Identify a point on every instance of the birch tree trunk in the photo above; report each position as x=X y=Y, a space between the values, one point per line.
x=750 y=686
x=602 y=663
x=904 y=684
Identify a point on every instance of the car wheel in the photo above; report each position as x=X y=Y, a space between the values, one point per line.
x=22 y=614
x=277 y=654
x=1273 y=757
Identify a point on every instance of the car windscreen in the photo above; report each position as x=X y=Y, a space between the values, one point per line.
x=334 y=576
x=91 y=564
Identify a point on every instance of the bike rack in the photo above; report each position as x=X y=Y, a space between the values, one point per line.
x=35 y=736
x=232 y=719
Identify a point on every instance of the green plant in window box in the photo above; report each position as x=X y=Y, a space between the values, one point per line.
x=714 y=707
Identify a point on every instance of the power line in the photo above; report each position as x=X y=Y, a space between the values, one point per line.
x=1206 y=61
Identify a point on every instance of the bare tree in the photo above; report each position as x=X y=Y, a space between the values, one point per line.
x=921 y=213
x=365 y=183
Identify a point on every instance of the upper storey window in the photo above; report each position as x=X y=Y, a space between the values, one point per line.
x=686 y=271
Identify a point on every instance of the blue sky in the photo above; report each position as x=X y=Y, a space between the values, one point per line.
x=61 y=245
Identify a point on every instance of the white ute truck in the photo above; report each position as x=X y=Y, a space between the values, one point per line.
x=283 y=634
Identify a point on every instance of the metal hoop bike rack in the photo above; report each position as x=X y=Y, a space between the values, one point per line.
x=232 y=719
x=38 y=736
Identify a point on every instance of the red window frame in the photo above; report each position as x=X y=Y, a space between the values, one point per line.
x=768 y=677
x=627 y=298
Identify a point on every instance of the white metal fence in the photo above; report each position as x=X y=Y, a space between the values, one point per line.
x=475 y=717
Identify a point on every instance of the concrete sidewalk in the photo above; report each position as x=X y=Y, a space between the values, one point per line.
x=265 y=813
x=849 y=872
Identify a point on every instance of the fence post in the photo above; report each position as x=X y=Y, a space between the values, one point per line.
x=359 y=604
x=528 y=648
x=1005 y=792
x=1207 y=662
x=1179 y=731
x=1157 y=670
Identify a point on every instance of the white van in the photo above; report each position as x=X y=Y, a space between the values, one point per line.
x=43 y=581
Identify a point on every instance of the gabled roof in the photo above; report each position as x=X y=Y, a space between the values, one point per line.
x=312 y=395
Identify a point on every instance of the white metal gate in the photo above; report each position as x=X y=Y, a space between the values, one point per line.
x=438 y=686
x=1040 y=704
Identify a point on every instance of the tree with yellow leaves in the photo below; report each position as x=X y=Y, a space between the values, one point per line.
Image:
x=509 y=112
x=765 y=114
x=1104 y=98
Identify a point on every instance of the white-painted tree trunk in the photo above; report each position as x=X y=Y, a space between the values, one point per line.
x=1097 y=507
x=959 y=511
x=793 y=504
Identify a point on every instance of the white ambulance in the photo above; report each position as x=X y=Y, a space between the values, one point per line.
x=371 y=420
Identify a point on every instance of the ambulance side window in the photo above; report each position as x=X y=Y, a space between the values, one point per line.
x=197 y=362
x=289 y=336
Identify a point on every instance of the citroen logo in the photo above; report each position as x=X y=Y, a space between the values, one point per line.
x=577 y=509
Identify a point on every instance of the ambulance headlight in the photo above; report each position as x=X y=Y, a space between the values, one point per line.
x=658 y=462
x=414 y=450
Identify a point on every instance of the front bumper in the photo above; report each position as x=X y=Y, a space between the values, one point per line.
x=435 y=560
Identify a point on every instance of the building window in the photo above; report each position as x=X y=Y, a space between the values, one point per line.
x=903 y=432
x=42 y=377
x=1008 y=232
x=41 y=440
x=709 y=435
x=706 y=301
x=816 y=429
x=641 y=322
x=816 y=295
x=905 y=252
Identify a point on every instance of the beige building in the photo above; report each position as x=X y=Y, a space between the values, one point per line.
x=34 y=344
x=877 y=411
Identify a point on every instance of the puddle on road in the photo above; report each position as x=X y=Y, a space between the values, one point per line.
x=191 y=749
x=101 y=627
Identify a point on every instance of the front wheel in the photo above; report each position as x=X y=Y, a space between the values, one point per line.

========================================================================

*Task*
Reproduce all of the entries above word for word, line by line, with nothing changed.

*Correct result*
Identify a point on every instance of the birch tree trunk in the photo above; report each position as x=X y=Y, a space between the values, one point per line.
x=750 y=686
x=602 y=663
x=904 y=684
Identify a point on every instance of the car wheel in the photo above; report each position as x=X y=Y, a space between the values, one point per line.
x=22 y=614
x=277 y=654
x=1273 y=757
Identify a point on every instance of the car windscreen in the photo above; report each position as x=X y=Y, a space between the values, one point per line.
x=334 y=576
x=91 y=564
Identify a point on every instance of the bike rack in the photo above; report each position as x=X y=Y, a space between the values, one point per line.
x=35 y=736
x=232 y=719
Identify a point on every instance of the green plant in window box in the photo above; report each position as x=X y=Y, a space between the values, one point per line.
x=714 y=707
Identify a point on every instance of the power line in the photo above; report each position as x=X y=Y, a space between the values, one point per line.
x=1206 y=61
Identify a point on every instance of the bare tree in the photo above; report each position as x=X y=Y, a space between the values, one point per line.
x=921 y=213
x=365 y=183
Identify a point on every instance of the upper storey window in the photo above; report each position as x=X y=Y, a space between the values, one point per line.
x=686 y=271
Identify a point on every instance of the blue sky in the photo above; report each position as x=X y=Y, a space between the values, one point per line.
x=61 y=245
Identify a point on every instance of the white ute truck in the photo above; report each position as x=X y=Y, a space between the values, one point per line.
x=283 y=634
Identify a point on every instance of the metal hoop bike rack in the photo above; report each position as x=X y=Y, a space between the values, one point per line.
x=232 y=719
x=38 y=736
Identify a point on every instance of the red window frame in the photo above; report each position as x=X y=Y, a space between the values, one point per line.
x=768 y=677
x=627 y=298
Identify a point on every instance of the white metal fence in the photo above; report each position as x=X y=Y, a space between the values, one point per line.
x=475 y=717
Identify a point on every instance of the concrete sidewalk in the photo above; report each position as x=X y=Y, a space between the values, one point per line.
x=265 y=813
x=849 y=872
Identify a point on every instance of the fence post in the photo above; report each position as x=X y=Y, a space between the values, one point per line.
x=359 y=604
x=528 y=648
x=1005 y=792
x=1207 y=662
x=1179 y=731
x=1157 y=670
Identify a point on every instance of the white van in the photo above; report each position as x=X y=Y, a space between the values, one point per line.
x=43 y=581
Identify a point on every instance of the gabled roof in the photo above; report each position as x=X y=Y, a space between the values, one point per line.
x=312 y=395
Identify a point on every instance of the white metal gate in the photo above; report each position as x=X y=Y, a space between the values, one point per line.
x=438 y=686
x=1040 y=704
Identify a point on every instance of the tree with yellow leaves in the photo below; report each position as x=X y=Y, a space between the values, one point per line.
Image:
x=509 y=112
x=765 y=114
x=1104 y=98
Identify a point on every instance of the white-painted tree trunk in the photo above; report each position as x=X y=Y, a space between the values, one point per line.
x=1097 y=507
x=959 y=511
x=793 y=504
Identify a point on every instance of the white ambulance in the photo above; report each position as x=X y=Y, a space between the values, one point per line.
x=371 y=420
Identify a point on every instance of the ambulance side window in the photo above; report each position as x=X y=Y, a space between the values, one point per line.
x=197 y=362
x=289 y=336
Identify a point on every instance of the citroen logo in the photo above; report each position as x=X y=Y, a space between the values, one point per line.
x=577 y=509
Identify a point on every instance of the ambulance headlight in the photo above; report each position as x=X y=Y, a space between the values, one point per line.
x=658 y=462
x=414 y=450
Identify a point on every instance of the front bumper in the photo above; report each position as x=X y=Y, a space between the values, one point per line.
x=435 y=560
Identify a point on every instance of the building window in the photo above; report each position as x=X y=Y, a space between the values, one point per line.
x=903 y=432
x=42 y=377
x=1008 y=232
x=41 y=440
x=709 y=435
x=706 y=301
x=816 y=429
x=641 y=322
x=816 y=295
x=905 y=252
Identify a point on every instance of the beige building in the photo above; report each position as x=X y=Y, a space between the values, one point per line.
x=34 y=344
x=877 y=411
Identify a point on every instance of the puddle on road in the photo above; report each position as x=X y=Y, a space between the values, one point per line.
x=191 y=749
x=101 y=627
Identify a point on every instance of the front wheel in the photo above; report each position as x=X y=Y, a space between the values, one point per line.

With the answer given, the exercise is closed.